**Compito:**
Nella recensione del film, chi interpreta Samuele anziano?

Eccellente il reparto “senior”: dall’incantevole Fenech alla maestosa prova di Lavia, che restituisce dignità a un personaggio patetico, disgraziato e sconfitto; ottime le brevi interpretazioni di Massimo Lopez (Samuele anziano che affronta con compostezza da samurai la morte del figlio e la propria; in linea con la consuetudine avatiana di far esordire in ruoli tragici attori comici – Diego Abatantuono, Massimo Boldi, Christian De Sica, Ezio Greggio, Renato Pozzetto) e Cesare Bocci (l’ironico e saggio spettro del padre di Marzio); tra i “junior”, molto bene gli esordienti (al cinema: alle spalle hanno la gavetta a teatro) Camilla Ciraolo e Nick Russo; assai meno il protagonista, Lodo Guenzi, ex cantante (era il leader degli Stato Sociale, la peggiore band italiana di sempre, ex aequo con i TheGiornalisti – anch’essi disciolti – e ai Pinguini Tattici Nucleari – cui auguriamo di seguire presto i colleghi) reinventatosi da attore, con più successo che bravura. Il suo Marzio è sempre attonito e parla sempre con la stessa cadenza strascicata, in qualsiasi situazione: quando scatena una rissa al cinema, quando fa il tenerone con la moglie, quando subisce le (più che legittime) scenate di lei, quando biascica sul palco, quando tedia Samuele e quando chiede rassicurazioni ai medici. Che il suo Marzio dal volto topesco, dal fisico esiguo, dalla camminata ciondolante e dalla parlata lagnosa, invecchiando si trasformi nel Marzio anziano di Lavia – volto nobile, sguardo e voce profondi, carisma e atteggiamento dignitoso pur dovendosi rassegnare a toccare il fondo – perlomeno offre speranza a noi quarantenni bruttaroli.

**Record elencati:**
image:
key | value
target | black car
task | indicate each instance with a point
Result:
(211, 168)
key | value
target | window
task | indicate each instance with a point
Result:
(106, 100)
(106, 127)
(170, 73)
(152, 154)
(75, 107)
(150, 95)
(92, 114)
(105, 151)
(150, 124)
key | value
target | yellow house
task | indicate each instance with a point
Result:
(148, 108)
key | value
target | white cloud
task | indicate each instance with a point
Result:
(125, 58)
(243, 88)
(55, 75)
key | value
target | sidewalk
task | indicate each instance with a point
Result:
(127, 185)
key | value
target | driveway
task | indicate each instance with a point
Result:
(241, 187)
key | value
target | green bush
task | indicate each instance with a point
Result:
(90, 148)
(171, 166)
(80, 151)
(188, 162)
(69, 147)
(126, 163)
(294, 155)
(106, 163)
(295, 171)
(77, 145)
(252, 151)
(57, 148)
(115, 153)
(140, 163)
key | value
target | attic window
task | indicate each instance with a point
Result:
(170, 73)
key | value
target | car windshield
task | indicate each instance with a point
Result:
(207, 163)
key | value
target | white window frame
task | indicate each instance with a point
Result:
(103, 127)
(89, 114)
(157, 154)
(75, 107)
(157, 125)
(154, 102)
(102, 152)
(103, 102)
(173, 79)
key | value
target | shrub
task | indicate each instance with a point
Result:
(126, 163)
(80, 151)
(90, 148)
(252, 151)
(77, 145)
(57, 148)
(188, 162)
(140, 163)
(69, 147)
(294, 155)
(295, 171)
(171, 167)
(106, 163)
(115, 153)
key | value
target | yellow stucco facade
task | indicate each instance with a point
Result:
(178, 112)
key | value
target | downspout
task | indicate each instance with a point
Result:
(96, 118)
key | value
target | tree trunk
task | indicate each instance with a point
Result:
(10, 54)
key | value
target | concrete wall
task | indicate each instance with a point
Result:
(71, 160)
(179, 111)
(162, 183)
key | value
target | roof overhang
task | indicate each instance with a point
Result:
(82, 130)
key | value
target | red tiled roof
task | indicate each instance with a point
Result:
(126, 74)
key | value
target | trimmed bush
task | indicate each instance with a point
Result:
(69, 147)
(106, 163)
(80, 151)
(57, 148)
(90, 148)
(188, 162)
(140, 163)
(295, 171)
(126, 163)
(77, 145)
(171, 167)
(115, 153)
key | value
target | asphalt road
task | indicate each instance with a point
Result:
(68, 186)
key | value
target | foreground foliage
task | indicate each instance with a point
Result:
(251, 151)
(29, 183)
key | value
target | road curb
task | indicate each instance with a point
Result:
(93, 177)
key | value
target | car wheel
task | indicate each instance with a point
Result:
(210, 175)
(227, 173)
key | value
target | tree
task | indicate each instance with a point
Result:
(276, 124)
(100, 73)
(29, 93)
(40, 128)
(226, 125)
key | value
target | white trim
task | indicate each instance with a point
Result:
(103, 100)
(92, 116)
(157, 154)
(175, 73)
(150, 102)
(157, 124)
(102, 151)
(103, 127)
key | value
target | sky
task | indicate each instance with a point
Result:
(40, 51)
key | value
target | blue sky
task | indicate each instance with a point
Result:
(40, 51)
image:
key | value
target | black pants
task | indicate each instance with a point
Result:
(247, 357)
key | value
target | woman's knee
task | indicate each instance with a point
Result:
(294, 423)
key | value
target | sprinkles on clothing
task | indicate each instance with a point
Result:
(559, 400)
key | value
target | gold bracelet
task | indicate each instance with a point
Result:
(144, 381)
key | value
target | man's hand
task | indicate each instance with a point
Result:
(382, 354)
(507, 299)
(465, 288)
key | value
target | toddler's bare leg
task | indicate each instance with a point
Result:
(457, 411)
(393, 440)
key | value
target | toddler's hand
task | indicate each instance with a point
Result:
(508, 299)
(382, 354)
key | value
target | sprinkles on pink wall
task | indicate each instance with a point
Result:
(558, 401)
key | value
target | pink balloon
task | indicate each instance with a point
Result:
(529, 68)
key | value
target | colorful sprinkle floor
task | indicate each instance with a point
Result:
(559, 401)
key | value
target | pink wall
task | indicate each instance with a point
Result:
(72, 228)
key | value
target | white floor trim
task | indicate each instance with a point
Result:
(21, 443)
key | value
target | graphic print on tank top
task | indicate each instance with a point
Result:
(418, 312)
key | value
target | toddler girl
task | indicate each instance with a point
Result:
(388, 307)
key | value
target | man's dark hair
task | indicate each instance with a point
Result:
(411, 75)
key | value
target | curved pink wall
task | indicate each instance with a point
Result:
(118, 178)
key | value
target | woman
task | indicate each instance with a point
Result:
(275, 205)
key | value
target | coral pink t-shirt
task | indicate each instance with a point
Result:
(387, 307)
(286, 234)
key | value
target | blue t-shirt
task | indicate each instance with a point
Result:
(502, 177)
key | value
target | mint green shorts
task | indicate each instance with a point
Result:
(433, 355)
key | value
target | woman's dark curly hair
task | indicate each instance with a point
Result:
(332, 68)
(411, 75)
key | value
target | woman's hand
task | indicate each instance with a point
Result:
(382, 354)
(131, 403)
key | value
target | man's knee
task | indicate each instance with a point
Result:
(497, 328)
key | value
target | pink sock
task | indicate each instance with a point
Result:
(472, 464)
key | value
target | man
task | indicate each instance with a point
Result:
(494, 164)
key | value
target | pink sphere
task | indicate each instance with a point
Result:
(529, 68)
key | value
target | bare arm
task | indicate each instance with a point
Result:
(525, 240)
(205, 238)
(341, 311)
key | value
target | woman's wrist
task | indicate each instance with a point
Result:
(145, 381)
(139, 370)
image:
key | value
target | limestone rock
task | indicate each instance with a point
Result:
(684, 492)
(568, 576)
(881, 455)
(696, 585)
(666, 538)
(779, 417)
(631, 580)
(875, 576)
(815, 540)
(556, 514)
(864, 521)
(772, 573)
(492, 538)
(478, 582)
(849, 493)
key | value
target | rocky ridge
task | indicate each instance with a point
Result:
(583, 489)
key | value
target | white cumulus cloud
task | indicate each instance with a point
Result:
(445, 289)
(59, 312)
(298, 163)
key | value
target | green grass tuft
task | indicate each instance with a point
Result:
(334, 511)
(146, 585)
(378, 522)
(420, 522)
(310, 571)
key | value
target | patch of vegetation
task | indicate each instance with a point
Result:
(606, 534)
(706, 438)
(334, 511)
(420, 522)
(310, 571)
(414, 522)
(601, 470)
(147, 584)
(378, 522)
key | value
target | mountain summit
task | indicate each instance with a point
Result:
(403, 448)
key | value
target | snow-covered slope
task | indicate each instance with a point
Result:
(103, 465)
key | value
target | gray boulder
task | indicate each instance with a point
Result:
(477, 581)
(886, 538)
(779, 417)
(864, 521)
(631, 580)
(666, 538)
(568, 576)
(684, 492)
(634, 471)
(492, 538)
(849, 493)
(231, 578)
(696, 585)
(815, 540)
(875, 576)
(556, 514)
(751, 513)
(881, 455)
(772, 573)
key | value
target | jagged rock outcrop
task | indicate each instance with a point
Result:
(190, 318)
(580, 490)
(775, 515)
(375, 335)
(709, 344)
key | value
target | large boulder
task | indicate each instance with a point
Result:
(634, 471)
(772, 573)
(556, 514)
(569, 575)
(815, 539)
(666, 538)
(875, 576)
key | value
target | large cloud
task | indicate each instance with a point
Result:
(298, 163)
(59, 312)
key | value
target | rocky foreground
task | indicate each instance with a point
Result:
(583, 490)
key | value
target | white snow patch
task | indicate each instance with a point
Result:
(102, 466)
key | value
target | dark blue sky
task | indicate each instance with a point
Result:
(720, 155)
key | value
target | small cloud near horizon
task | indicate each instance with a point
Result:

**Risposta:**
Massimo Lopez.